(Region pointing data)
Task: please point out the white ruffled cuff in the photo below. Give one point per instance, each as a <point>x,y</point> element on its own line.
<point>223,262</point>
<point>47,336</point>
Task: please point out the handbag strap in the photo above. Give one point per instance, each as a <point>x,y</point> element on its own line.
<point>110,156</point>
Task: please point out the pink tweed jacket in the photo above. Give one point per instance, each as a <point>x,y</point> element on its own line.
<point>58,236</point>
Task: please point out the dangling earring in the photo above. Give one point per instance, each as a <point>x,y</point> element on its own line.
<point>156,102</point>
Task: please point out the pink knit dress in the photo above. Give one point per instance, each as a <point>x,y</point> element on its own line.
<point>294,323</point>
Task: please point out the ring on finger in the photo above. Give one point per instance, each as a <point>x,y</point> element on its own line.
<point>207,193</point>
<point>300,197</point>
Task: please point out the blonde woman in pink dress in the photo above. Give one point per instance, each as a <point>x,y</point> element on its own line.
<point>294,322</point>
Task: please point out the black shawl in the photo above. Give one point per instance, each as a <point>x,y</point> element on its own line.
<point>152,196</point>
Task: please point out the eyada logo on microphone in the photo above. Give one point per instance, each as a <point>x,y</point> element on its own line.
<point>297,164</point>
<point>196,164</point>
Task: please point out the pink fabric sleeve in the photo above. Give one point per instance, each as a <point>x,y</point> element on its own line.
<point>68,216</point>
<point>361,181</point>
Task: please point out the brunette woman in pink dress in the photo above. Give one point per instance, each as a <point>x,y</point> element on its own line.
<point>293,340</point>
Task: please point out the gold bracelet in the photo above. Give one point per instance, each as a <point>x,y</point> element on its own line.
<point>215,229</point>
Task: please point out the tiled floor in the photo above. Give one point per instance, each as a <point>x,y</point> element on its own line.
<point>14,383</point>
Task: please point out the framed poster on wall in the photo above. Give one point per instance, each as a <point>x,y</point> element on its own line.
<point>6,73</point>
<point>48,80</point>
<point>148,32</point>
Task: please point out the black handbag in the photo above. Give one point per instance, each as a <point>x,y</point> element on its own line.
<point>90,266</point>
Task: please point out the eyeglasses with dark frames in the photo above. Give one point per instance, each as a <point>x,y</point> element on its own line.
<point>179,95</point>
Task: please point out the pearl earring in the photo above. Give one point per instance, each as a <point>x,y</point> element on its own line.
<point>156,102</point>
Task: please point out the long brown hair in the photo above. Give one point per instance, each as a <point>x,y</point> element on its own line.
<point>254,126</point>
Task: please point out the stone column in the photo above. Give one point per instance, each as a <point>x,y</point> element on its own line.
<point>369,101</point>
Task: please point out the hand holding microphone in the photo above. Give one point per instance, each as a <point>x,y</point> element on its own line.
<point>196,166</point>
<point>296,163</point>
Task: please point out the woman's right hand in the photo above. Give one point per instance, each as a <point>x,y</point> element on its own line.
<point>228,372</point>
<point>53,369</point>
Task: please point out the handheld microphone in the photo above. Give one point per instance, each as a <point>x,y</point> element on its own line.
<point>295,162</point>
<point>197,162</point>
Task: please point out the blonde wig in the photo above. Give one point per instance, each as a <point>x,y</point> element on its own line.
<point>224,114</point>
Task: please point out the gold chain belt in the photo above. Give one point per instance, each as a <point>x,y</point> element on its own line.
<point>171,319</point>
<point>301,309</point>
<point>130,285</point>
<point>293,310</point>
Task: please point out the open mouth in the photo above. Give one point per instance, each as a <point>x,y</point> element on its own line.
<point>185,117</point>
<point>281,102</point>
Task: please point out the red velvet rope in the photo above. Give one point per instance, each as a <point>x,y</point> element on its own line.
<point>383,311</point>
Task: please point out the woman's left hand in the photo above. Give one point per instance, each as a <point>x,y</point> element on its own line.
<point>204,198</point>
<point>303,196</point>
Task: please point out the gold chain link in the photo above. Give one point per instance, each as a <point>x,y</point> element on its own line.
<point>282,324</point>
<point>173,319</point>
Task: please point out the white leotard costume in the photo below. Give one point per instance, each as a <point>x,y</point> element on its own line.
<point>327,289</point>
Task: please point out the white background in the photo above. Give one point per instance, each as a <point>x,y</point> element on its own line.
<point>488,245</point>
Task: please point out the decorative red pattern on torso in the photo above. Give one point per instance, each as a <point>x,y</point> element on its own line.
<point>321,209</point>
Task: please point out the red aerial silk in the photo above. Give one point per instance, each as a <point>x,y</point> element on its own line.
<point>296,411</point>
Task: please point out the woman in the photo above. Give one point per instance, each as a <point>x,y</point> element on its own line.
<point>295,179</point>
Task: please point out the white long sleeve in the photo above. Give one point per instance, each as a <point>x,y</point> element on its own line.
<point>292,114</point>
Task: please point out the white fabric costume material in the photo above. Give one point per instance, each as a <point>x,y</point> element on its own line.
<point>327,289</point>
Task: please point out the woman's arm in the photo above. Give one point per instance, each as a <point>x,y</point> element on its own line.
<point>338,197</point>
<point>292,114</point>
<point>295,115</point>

_WHAT IS NEEDED_: Output the data above exactly, please, line for line.

_OUTPUT FOR THIS EXERCISE_:
Task: please point out the white ruffled cuff in the photo below. Give one point per instance, each as a <point>x,y</point> element on its own line.
<point>223,262</point>
<point>47,336</point>
Task: please point out the handbag strap in the photo above. Give one point per instance, each as a <point>x,y</point> element on its own line.
<point>110,156</point>
Task: please point out the pink tweed jacket in the photo above. Give one point per instance, each as a <point>x,y</point> element on its own line.
<point>58,236</point>
Task: please point out the dangling earring in the photo above. Give one point per instance, each as a <point>x,y</point> element on its own line.
<point>156,102</point>
Task: please point out the pink knit dress in the photo above. Give one point per instance, each as a <point>x,y</point> element on its own line.
<point>294,323</point>
Task: please point out the ring on finger in the photo above. Give one point per instance, each as a <point>x,y</point> element on its own line.
<point>207,193</point>
<point>300,197</point>
Task: please point out the blonde woman in pink dress in the photo above. Give one point per instance, each as a <point>x,y</point> element on its own line.
<point>294,322</point>
Task: please point out the black shawl in the photo above. Give one point per instance, each as a <point>x,y</point> element on its own line.
<point>152,196</point>
Task: please point out the eyada logo on microphone in the photo above. Give one point per instance, each as a <point>x,y</point> element on its own line.
<point>297,164</point>
<point>196,164</point>
Task: please point out the pink fabric sleeve in the photo above. Give one point per instance, each as a <point>x,y</point> element on its own line.
<point>68,216</point>
<point>361,181</point>
Task: please point out the brunette woman in pink dress in the photo above. Give one point per instance, each as a <point>x,y</point> element on its own line.
<point>293,340</point>
Task: please point out the gold bracelet in the photo above. Give one point per instance, each as a <point>x,y</point> element on its own line.
<point>215,229</point>
Task: please point out the tiled floor in the photo above. Give one point per instance, each as a <point>x,y</point> element on its own line.
<point>14,383</point>
Task: please point out the framed poster on wall in the photo above. Give one point per instance, each as a <point>x,y</point> element on its own line.
<point>6,73</point>
<point>48,80</point>
<point>148,32</point>
Task: please point out the black handbag in the photo above. Give one point per instance, each as a <point>x,y</point> element on its own line.
<point>90,266</point>
Task: please point out the eyeglasses with dark frames in the photo above. Give one point per instance, each as a <point>x,y</point> element on its own line.
<point>179,95</point>
Task: please point out the pearl earring in the photo above. Give one point per instance, each as a <point>x,y</point> element on its own line.
<point>156,102</point>
Task: please point out the long brown hair in the photo above. Give one point per instance, each as a <point>x,y</point> element on its own line.
<point>254,126</point>
Task: please point out the stone column in the photo above. Give one point per instance, each as a <point>x,y</point> element on its own line.
<point>369,101</point>
Task: please point out the hand holding microphone in the photo above. Give one point per instance, each as a <point>x,y</point> element on its own line.
<point>196,166</point>
<point>296,163</point>
Task: please point out the woman's right hand in the photo above. Give one point per instance, each as a <point>x,y</point> element on its own line.
<point>228,372</point>
<point>53,369</point>
Task: please point out the handheld microphone in the photo above. Give one point per instance, each as a <point>x,y</point> element on its own line.
<point>295,162</point>
<point>197,162</point>
Task: please point out the blonde wig in the photo above. Give one point per instance, each as a <point>x,y</point> element on its own line.
<point>224,114</point>
Task: please point out the gold chain belt in the photo above. Give one point per instance, each as a <point>x,y</point> element on its own line.
<point>171,319</point>
<point>301,309</point>
<point>130,285</point>
<point>293,310</point>
Task: please point out the open mouth in the photo above. Give one point per instance, each as a <point>x,y</point> element on its own line.
<point>185,117</point>
<point>281,102</point>
Task: please point out the red velvet rope in the photo above. Give one point per instance, each as a <point>x,y</point> element on its own line.
<point>383,311</point>
Task: please point out the woman's left hand in the photo above. Give one point per instance, each as a <point>x,y</point> element on its own line.
<point>204,198</point>
<point>303,196</point>
Task: please point out the gold chain link in the photo above. Give one point per instance, each as a <point>x,y</point> element on its own line.
<point>282,324</point>
<point>173,319</point>
Task: please point out the white leotard costume in the photo below. Give one point per instance, each as a <point>x,y</point> element on its own line.
<point>327,289</point>
Task: please point out the white background in the photo above. Give one point per instance, each as a <point>x,y</point> element on its own line.
<point>488,245</point>
Task: please point out the decorative red pattern on torso in the photo above. Give one point per instance, each as a <point>x,y</point> element on its own line.
<point>321,209</point>
Task: please point out the red aerial silk in the photo above. Give one point per instance, each as a <point>x,y</point> element on its own line.
<point>296,411</point>
Task: please point out the woman in the photo above. Give one point per instance, each as a <point>x,y</point> element on its own line.
<point>295,179</point>
Task: please point out the white long sleeve in the photo above. Give one point per instance, each as a <point>x,y</point> element on its own line.
<point>292,114</point>
Task: please point out the white fabric costume material in the photo above. Give one point per instance, each as a <point>x,y</point> element on its own line.
<point>327,289</point>
Task: please point out the woman's arm in the photo above. Give one point per instance, each as a <point>x,y</point> element on its own line.
<point>338,197</point>
<point>292,114</point>
<point>295,115</point>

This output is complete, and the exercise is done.